▸ **SUPPLIED DATA**
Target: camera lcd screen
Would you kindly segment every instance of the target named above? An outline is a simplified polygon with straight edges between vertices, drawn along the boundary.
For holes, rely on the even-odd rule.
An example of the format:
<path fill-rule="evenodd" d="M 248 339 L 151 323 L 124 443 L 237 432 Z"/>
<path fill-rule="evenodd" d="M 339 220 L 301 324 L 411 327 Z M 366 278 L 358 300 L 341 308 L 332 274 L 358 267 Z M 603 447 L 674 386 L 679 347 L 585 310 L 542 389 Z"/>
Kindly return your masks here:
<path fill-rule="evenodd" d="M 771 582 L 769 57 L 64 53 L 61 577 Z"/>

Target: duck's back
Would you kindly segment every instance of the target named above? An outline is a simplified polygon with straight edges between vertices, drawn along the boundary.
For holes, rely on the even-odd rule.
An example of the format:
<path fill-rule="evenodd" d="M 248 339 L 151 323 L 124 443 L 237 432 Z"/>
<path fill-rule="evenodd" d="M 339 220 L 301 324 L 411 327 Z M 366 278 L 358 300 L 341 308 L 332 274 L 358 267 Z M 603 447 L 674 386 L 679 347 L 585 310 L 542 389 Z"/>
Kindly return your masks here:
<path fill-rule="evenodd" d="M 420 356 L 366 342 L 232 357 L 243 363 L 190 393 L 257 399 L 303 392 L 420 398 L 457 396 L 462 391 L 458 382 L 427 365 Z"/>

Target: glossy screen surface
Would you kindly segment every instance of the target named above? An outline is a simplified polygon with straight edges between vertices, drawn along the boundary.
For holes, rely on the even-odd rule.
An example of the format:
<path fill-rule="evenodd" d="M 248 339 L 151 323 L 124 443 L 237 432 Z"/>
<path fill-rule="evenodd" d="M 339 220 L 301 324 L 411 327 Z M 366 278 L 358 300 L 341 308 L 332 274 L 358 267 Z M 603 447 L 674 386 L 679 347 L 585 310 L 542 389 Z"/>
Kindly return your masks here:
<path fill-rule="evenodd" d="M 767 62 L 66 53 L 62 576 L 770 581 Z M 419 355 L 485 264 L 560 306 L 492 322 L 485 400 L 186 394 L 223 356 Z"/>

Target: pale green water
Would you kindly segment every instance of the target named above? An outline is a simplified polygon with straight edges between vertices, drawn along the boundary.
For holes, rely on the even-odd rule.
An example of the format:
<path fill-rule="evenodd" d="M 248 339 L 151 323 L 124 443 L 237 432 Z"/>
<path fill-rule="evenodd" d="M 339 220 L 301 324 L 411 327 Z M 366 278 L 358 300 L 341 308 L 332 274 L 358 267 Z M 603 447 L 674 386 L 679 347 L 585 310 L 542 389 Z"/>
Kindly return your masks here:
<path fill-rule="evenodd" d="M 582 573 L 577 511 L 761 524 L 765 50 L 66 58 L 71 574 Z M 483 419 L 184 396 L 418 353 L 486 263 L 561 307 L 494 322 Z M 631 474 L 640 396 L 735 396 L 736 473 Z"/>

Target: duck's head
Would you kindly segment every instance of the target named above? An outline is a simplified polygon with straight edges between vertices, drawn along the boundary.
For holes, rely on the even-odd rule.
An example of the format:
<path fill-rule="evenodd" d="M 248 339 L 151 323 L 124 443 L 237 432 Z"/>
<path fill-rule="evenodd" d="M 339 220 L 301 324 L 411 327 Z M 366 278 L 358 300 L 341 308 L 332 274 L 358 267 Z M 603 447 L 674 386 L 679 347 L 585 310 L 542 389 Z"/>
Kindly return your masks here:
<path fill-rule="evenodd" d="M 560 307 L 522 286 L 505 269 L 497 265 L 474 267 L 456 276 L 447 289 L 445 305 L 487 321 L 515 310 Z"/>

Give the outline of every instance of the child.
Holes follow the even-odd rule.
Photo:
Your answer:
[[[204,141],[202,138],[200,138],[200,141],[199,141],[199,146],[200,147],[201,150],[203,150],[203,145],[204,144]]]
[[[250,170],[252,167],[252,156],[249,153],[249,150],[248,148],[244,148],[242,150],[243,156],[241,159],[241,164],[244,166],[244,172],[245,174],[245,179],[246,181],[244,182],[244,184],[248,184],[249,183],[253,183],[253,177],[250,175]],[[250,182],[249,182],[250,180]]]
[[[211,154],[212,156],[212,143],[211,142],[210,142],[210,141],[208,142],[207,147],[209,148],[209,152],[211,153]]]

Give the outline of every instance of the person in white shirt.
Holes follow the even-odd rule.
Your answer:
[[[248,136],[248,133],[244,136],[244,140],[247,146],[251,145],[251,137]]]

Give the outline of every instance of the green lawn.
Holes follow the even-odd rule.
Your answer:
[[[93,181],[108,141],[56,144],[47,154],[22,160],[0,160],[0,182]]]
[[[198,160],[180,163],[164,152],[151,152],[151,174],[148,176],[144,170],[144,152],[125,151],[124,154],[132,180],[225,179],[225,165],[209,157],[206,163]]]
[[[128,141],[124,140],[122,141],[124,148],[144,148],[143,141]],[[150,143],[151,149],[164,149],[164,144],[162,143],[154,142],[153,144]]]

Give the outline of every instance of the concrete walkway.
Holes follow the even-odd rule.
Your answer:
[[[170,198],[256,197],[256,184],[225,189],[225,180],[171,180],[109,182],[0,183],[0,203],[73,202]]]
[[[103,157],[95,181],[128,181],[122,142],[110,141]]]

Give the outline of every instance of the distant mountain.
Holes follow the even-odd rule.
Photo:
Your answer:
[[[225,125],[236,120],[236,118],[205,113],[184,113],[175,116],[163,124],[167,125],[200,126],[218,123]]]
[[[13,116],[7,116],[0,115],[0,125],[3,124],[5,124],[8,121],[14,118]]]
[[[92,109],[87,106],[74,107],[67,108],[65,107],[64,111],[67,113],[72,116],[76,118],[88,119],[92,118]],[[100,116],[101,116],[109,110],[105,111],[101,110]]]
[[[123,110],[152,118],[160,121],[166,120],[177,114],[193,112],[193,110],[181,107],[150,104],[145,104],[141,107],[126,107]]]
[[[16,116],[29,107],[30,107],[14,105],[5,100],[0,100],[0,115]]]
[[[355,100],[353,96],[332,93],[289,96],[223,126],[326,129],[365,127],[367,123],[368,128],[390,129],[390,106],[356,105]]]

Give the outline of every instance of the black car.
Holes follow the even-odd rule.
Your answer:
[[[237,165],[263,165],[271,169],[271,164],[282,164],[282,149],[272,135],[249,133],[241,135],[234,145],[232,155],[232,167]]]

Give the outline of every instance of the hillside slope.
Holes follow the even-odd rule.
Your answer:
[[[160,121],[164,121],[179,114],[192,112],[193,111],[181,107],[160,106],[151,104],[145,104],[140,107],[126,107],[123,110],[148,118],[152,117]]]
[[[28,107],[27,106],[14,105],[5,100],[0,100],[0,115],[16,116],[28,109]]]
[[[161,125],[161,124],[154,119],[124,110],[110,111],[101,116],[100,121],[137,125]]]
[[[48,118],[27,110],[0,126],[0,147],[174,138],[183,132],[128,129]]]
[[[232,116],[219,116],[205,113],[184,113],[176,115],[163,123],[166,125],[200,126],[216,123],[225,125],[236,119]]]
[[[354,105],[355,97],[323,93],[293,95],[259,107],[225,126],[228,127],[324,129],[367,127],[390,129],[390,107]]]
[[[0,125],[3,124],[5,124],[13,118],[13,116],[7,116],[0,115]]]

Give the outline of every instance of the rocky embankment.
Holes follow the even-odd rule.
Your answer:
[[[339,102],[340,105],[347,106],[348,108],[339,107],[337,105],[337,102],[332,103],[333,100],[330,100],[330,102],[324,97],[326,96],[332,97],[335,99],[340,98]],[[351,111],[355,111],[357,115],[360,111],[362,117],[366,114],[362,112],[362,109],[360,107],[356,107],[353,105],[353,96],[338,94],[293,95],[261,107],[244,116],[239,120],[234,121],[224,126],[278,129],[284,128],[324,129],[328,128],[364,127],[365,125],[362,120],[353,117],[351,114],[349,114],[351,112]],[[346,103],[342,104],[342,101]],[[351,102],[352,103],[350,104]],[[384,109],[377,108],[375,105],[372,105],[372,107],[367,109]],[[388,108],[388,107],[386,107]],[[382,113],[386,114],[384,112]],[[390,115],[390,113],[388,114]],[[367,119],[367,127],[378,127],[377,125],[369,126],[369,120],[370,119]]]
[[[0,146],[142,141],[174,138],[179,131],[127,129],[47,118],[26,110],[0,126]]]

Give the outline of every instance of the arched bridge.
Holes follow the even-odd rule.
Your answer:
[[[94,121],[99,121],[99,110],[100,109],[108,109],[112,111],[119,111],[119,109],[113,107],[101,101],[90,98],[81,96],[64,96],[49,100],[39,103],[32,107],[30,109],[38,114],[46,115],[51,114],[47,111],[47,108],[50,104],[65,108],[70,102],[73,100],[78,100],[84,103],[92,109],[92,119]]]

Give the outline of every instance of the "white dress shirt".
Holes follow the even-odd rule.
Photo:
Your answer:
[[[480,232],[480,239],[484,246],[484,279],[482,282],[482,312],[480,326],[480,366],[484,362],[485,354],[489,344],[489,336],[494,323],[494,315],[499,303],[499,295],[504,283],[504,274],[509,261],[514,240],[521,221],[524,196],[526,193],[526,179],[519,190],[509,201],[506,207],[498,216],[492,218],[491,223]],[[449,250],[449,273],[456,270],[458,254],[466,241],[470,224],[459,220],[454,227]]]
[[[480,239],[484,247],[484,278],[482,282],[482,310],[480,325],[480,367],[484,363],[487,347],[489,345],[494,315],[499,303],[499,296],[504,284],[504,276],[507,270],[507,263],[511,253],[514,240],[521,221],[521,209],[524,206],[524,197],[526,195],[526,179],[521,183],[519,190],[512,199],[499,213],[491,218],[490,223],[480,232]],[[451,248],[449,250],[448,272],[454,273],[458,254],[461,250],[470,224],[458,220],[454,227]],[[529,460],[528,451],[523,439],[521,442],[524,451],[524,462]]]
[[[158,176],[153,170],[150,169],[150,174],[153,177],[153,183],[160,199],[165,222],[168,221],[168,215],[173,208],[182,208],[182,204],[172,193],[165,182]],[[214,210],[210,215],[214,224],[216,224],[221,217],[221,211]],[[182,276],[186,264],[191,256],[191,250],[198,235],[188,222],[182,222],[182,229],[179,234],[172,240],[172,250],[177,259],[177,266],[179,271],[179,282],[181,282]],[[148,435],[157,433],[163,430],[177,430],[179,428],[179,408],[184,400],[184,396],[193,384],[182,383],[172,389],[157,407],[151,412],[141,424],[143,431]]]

▸ **TASK INSTRUCTIONS**
Copy the stretch of items from the line containing "Target: duck's head" through the line containing "560 307 L 522", reproducing them exactly, with both end lines included.

▸ **SOLVED EXERCISE**
Target: duck's head
Would you kindly segment every instance of the target named above? An outline is a simplified polygon with straight edges between vertices, drawn along the boundary.
For holes, rely on the even-odd rule.
An example of the format:
<path fill-rule="evenodd" d="M 248 339 L 151 323 L 124 443 L 237 432 Z"/>
<path fill-rule="evenodd" d="M 339 220 L 301 324 L 411 327 Z M 366 278 L 358 300 L 341 308 L 332 274 L 358 267 Z M 603 447 L 674 386 L 679 347 L 585 310 L 542 389 Z"/>
Kindly return your masks here:
<path fill-rule="evenodd" d="M 560 307 L 522 286 L 505 269 L 497 265 L 474 267 L 456 276 L 447 289 L 445 305 L 487 321 L 515 310 Z"/>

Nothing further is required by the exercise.